Dataset records
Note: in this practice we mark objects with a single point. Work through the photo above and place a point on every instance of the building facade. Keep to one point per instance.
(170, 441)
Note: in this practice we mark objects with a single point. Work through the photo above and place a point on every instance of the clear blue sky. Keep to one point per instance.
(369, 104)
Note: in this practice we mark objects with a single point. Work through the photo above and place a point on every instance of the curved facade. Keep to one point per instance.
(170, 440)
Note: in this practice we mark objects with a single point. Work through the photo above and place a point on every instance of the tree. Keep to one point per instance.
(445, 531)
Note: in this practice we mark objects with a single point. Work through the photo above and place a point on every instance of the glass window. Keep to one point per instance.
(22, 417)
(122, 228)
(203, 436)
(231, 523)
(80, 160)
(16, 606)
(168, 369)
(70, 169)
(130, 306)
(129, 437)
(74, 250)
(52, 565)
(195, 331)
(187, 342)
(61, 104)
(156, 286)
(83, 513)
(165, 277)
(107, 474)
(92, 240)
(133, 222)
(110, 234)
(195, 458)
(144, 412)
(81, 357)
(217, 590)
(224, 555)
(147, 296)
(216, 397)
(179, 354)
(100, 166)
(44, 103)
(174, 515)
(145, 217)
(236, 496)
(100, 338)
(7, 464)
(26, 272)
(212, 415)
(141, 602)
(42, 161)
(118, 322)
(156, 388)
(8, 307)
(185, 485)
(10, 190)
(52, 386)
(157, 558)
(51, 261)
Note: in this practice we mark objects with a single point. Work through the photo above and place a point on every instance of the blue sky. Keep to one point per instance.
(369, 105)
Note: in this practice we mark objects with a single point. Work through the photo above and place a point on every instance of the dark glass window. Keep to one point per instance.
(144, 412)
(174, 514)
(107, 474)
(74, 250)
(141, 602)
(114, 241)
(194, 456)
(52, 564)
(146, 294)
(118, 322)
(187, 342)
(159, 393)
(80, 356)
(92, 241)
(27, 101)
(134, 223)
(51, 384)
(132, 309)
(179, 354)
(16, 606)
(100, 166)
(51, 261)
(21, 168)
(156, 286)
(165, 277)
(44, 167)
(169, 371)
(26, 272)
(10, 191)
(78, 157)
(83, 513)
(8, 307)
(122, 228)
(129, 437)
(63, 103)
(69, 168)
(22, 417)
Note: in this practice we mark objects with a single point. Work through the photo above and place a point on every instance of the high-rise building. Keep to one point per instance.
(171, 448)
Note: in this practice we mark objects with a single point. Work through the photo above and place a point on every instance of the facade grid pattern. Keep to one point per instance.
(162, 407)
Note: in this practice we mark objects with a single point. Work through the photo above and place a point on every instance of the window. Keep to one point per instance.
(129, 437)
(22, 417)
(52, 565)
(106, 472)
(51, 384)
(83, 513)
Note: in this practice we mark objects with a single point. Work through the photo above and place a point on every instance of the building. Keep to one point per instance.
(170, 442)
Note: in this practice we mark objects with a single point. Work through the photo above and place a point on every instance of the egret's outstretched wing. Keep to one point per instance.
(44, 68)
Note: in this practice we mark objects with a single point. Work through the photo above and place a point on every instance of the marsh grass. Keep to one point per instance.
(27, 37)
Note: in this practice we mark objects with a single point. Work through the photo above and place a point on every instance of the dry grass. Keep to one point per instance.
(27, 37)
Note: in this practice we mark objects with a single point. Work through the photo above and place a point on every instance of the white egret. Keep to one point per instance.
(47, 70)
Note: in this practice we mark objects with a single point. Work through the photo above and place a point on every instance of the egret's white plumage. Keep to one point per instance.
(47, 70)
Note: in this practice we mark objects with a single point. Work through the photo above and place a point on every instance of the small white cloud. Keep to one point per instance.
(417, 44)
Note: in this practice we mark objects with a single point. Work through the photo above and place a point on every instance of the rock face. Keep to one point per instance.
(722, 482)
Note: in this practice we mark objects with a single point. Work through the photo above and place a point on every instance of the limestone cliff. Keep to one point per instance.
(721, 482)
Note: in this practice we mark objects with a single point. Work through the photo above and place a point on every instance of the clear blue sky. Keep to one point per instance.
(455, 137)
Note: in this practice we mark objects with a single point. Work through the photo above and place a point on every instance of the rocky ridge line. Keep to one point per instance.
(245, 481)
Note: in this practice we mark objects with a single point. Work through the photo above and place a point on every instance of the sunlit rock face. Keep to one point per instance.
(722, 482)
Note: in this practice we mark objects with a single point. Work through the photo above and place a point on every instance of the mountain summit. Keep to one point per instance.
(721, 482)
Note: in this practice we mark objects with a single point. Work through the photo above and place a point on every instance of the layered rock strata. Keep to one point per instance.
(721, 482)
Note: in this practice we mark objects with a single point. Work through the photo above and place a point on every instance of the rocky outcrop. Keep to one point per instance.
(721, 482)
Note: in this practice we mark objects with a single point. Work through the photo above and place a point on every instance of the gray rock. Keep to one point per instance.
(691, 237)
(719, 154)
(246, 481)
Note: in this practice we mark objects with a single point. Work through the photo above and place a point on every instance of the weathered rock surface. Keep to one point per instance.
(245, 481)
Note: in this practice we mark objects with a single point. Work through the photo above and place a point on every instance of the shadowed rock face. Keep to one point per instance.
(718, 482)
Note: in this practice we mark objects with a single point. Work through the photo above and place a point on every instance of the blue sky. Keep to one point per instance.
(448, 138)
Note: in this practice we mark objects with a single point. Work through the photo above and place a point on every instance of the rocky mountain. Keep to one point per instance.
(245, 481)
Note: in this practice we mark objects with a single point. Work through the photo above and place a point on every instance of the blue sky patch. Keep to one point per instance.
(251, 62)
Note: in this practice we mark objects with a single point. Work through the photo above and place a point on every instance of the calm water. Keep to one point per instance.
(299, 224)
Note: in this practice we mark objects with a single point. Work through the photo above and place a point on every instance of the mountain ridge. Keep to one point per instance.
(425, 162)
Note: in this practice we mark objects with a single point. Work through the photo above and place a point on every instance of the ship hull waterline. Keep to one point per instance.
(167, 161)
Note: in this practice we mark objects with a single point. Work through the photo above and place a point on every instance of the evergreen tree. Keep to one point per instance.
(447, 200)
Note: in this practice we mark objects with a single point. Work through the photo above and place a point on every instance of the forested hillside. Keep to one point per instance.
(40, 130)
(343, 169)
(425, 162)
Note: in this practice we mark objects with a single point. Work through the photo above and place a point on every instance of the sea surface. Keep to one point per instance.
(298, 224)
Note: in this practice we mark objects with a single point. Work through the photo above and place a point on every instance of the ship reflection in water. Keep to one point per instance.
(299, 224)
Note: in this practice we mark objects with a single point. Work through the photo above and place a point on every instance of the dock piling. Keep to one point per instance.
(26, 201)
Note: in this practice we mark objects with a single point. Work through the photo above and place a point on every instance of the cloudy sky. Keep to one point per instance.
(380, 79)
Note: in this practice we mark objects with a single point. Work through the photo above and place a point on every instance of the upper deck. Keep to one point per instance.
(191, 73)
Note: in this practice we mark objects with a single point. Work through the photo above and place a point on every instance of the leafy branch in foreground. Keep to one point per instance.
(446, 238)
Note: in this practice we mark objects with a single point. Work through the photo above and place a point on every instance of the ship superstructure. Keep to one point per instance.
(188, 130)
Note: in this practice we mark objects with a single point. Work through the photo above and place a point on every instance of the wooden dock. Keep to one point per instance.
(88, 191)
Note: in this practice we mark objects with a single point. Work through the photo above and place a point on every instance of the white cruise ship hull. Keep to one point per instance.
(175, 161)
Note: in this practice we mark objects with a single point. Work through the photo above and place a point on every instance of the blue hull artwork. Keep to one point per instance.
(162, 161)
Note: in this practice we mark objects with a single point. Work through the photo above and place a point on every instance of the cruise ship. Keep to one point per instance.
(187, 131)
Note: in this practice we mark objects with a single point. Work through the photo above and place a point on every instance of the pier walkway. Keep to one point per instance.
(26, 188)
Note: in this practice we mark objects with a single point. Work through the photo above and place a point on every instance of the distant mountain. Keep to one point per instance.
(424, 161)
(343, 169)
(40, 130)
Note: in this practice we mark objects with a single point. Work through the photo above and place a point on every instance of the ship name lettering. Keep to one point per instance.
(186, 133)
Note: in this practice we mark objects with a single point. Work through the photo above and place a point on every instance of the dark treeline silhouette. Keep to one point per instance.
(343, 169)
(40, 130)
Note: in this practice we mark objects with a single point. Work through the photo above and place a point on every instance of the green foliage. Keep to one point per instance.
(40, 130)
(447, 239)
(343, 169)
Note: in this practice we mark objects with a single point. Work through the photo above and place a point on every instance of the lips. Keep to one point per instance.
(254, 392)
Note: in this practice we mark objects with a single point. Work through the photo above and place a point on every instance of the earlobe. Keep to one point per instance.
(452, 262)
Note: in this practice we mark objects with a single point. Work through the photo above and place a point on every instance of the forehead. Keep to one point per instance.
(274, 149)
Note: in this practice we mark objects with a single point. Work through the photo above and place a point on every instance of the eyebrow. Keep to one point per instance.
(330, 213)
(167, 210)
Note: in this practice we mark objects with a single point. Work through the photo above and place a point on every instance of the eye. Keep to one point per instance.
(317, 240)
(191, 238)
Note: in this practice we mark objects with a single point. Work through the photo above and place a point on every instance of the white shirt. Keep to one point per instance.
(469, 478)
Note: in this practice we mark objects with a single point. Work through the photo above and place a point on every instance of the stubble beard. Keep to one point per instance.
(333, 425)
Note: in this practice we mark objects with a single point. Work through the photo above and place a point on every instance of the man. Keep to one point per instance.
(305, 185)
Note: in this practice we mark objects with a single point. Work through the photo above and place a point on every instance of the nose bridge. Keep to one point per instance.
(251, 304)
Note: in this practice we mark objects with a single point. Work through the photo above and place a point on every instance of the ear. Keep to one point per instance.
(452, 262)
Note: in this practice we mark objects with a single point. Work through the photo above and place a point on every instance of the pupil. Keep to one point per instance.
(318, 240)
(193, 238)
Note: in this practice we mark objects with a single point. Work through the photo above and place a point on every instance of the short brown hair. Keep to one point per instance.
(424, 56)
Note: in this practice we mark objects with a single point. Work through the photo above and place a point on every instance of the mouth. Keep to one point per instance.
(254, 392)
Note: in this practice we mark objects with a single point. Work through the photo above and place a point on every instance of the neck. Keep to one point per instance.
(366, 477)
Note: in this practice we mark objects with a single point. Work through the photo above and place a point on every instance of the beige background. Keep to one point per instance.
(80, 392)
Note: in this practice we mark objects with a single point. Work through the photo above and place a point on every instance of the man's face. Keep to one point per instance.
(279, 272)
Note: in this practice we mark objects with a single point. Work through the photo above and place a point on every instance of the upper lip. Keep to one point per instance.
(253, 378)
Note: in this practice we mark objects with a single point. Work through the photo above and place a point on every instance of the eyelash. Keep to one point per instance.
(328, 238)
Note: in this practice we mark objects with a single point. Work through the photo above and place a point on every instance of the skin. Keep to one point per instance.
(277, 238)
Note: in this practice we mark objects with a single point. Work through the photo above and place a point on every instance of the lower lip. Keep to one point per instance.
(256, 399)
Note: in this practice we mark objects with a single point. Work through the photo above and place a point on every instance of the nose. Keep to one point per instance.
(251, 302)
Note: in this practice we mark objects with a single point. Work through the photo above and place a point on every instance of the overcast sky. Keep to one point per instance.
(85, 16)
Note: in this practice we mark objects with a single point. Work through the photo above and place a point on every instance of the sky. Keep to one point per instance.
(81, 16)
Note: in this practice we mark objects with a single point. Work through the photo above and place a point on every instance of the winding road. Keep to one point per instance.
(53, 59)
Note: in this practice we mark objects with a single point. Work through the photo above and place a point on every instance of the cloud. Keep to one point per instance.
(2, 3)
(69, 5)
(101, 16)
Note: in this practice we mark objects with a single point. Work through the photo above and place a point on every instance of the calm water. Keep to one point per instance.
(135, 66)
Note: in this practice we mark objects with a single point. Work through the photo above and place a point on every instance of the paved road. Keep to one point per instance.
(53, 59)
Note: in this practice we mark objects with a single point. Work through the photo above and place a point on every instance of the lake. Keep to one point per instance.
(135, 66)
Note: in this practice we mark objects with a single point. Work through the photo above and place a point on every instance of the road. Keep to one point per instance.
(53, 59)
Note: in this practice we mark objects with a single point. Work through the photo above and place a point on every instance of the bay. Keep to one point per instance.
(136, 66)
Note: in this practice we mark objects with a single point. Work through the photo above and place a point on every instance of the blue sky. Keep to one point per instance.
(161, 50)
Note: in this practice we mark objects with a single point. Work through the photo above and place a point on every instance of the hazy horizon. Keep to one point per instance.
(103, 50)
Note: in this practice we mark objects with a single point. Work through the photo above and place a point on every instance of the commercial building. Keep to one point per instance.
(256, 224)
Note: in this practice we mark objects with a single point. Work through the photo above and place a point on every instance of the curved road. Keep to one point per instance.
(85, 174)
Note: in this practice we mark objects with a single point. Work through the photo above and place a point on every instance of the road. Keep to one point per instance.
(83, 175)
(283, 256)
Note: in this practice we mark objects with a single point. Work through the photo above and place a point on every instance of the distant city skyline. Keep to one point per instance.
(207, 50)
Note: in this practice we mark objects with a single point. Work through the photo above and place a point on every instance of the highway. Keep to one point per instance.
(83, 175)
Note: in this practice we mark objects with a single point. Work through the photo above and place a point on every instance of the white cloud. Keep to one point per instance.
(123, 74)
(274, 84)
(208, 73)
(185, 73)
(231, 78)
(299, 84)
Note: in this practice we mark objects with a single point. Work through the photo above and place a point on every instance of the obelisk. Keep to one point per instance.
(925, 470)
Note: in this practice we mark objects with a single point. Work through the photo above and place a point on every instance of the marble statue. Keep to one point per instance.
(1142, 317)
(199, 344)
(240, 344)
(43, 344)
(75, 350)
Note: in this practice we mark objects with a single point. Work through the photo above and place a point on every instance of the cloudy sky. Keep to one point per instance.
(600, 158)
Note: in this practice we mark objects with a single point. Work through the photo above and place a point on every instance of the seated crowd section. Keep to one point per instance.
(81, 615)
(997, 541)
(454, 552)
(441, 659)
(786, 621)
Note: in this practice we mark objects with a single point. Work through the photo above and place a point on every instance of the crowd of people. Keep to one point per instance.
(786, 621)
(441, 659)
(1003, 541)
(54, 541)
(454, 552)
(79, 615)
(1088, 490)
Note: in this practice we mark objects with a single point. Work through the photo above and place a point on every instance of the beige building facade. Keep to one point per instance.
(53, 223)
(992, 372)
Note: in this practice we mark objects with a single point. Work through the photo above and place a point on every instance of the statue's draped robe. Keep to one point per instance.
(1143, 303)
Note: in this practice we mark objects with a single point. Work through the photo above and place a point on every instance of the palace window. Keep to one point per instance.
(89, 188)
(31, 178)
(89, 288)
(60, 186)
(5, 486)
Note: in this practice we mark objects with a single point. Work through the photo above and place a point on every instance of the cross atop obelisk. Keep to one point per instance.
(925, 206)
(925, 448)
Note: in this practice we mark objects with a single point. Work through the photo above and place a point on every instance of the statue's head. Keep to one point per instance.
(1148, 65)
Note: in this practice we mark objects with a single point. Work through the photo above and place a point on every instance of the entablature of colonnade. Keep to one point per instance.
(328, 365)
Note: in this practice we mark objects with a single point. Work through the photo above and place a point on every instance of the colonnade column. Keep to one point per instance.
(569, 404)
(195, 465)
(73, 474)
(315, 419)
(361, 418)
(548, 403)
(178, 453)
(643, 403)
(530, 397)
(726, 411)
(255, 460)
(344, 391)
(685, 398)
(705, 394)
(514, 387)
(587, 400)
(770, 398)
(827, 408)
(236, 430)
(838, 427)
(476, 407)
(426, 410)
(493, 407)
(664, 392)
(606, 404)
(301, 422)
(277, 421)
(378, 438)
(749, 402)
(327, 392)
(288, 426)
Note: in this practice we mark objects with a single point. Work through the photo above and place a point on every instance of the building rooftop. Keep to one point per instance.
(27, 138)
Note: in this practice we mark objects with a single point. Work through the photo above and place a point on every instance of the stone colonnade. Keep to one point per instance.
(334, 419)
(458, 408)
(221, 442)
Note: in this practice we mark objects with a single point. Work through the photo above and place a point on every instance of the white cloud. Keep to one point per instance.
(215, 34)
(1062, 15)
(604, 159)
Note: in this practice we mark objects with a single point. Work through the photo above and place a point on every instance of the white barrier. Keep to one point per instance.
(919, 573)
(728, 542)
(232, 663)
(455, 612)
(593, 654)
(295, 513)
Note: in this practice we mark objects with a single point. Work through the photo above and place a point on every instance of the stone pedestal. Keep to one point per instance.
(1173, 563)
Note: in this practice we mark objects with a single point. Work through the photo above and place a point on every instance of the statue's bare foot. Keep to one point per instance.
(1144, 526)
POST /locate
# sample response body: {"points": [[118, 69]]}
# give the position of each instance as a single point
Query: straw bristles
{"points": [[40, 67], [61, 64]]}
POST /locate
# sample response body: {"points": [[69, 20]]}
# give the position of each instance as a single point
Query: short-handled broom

EXERCISE DETAILS: From the line holding "foot. Keep to one point per instance." to the last line of the records, quote each line exactly and add nothing.

ANSWER TO THE TASK:
Note: in this practice we mark objects with a single point. Work through the photo above and place a point on every instance of the statue's bare foot. Keep to one point per instance.
(1144, 526)
POST /locate
# sample response body: {"points": [[118, 69]]}
# give the position of each instance as a single point
Query: straw bristles
{"points": [[40, 67], [61, 64]]}
POST /locate
# sample response body: {"points": [[69, 20]]}
# give the position of each instance as a single point
Query: short-handled broom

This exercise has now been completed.